■ TASK DIRECTIONS ■
Take each line from the entries that holds "Query" and copy it out.
╭─ EXCERPTED DATA
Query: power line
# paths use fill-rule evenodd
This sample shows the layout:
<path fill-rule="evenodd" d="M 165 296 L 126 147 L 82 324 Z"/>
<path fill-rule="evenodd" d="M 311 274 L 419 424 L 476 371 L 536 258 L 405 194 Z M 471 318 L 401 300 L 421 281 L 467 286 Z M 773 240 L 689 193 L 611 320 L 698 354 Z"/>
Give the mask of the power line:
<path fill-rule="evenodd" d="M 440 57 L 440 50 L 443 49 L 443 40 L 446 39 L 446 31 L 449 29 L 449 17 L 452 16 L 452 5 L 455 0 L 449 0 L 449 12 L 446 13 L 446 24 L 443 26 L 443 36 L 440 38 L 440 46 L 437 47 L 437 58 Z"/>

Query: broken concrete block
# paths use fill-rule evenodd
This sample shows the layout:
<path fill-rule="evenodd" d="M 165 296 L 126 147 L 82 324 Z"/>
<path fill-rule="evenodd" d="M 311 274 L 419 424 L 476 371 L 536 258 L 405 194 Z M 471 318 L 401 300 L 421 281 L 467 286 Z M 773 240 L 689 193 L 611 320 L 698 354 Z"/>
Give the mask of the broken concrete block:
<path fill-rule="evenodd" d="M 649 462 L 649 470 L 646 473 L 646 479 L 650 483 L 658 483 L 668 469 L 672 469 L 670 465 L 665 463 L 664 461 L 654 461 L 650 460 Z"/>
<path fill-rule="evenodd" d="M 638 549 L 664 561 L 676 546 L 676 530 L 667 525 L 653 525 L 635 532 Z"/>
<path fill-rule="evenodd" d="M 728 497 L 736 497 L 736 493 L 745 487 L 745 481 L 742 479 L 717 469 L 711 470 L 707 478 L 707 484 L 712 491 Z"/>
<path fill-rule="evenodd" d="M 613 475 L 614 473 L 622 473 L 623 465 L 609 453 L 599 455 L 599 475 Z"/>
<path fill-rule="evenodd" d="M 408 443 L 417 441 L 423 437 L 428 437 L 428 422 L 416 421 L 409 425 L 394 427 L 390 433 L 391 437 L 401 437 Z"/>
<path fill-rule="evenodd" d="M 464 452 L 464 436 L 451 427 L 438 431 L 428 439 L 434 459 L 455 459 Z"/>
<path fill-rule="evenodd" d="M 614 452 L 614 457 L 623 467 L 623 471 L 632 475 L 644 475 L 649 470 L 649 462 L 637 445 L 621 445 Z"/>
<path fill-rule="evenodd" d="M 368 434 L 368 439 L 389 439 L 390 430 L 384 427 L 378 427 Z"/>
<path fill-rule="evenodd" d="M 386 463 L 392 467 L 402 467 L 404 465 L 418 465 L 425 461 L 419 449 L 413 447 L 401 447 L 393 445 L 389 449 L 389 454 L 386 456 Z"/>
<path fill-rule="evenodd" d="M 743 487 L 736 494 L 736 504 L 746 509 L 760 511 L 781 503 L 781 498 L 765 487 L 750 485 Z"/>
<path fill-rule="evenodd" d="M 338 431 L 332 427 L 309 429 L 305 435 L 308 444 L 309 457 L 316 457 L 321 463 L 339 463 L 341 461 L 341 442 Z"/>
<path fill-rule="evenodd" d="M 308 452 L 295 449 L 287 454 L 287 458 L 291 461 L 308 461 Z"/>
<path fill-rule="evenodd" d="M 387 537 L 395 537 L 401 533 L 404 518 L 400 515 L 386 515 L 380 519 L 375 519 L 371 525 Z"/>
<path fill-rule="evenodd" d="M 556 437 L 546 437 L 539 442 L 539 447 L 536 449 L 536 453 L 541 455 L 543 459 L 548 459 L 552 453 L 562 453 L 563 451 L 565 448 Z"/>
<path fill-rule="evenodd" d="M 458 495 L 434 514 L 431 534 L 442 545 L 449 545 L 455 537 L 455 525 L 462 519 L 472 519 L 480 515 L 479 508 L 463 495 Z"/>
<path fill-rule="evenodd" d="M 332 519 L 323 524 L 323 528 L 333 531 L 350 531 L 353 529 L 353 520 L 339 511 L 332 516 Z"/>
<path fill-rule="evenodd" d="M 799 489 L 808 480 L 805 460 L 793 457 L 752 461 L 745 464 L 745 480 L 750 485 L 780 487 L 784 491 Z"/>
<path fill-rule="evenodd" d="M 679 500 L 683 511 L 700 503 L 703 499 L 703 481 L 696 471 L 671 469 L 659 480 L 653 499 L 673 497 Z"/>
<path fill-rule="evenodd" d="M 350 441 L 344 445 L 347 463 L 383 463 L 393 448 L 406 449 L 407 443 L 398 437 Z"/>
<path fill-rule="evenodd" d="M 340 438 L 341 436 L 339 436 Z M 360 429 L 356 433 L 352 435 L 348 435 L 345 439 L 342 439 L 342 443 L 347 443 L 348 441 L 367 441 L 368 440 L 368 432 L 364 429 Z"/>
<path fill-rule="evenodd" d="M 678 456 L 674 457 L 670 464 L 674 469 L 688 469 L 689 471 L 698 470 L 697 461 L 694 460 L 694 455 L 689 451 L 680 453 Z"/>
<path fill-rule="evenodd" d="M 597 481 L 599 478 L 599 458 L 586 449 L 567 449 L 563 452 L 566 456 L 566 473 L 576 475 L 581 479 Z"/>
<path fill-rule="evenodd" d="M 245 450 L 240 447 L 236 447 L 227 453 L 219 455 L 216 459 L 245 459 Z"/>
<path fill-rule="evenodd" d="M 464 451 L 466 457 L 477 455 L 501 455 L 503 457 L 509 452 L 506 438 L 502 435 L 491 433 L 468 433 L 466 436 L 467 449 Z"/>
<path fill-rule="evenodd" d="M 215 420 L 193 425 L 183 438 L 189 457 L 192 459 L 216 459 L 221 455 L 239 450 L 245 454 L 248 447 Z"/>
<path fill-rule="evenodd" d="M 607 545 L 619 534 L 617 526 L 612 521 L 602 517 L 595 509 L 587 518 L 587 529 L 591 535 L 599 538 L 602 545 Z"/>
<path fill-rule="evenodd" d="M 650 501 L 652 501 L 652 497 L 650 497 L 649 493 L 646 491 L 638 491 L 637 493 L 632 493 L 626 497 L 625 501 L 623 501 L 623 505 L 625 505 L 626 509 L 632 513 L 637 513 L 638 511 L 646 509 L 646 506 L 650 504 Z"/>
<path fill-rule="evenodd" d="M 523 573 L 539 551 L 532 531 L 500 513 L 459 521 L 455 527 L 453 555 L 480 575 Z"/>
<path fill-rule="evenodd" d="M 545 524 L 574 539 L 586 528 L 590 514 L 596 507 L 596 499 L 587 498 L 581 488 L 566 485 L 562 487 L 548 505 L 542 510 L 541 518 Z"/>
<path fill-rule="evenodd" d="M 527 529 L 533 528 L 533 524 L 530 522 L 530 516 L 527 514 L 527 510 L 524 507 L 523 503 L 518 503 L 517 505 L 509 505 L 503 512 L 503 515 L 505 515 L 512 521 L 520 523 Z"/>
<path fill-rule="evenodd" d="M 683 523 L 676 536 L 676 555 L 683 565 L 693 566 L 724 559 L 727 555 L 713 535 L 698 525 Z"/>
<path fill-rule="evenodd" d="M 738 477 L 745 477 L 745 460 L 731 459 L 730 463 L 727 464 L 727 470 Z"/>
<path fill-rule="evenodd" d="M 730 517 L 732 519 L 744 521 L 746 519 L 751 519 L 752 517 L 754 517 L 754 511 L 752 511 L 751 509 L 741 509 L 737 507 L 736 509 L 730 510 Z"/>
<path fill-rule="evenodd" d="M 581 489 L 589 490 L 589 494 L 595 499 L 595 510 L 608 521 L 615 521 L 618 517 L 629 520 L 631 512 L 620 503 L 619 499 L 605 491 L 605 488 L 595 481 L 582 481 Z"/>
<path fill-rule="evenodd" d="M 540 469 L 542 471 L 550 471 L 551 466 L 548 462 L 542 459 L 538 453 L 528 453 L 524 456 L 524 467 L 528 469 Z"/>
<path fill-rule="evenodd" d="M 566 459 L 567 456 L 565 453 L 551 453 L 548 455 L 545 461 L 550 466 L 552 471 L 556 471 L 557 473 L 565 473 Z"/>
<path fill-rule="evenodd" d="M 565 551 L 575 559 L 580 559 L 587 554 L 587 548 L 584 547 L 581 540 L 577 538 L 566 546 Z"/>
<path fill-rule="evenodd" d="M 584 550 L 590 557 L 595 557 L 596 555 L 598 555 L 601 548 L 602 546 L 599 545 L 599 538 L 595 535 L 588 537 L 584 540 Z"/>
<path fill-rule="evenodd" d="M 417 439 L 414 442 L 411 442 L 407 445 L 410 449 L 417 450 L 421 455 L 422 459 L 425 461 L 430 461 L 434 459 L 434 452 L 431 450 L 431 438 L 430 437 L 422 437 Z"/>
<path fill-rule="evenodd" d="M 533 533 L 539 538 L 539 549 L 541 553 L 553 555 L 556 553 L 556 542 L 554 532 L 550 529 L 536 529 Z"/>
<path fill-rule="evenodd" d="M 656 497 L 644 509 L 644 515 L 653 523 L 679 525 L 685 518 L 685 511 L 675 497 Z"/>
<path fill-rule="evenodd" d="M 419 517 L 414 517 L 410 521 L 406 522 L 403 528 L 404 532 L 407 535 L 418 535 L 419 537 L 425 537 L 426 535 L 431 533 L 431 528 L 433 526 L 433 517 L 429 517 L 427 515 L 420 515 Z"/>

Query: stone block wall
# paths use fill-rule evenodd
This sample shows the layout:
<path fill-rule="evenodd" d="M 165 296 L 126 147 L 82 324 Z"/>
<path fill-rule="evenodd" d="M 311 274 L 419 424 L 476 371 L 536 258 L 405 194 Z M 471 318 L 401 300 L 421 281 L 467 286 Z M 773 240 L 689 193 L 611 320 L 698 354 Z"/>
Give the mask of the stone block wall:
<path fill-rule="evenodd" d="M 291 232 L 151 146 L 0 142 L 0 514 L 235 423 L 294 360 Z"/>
╰─
■ COMPLETED TASK ■
Query: power line
Query: broken concrete block
Query: stone block wall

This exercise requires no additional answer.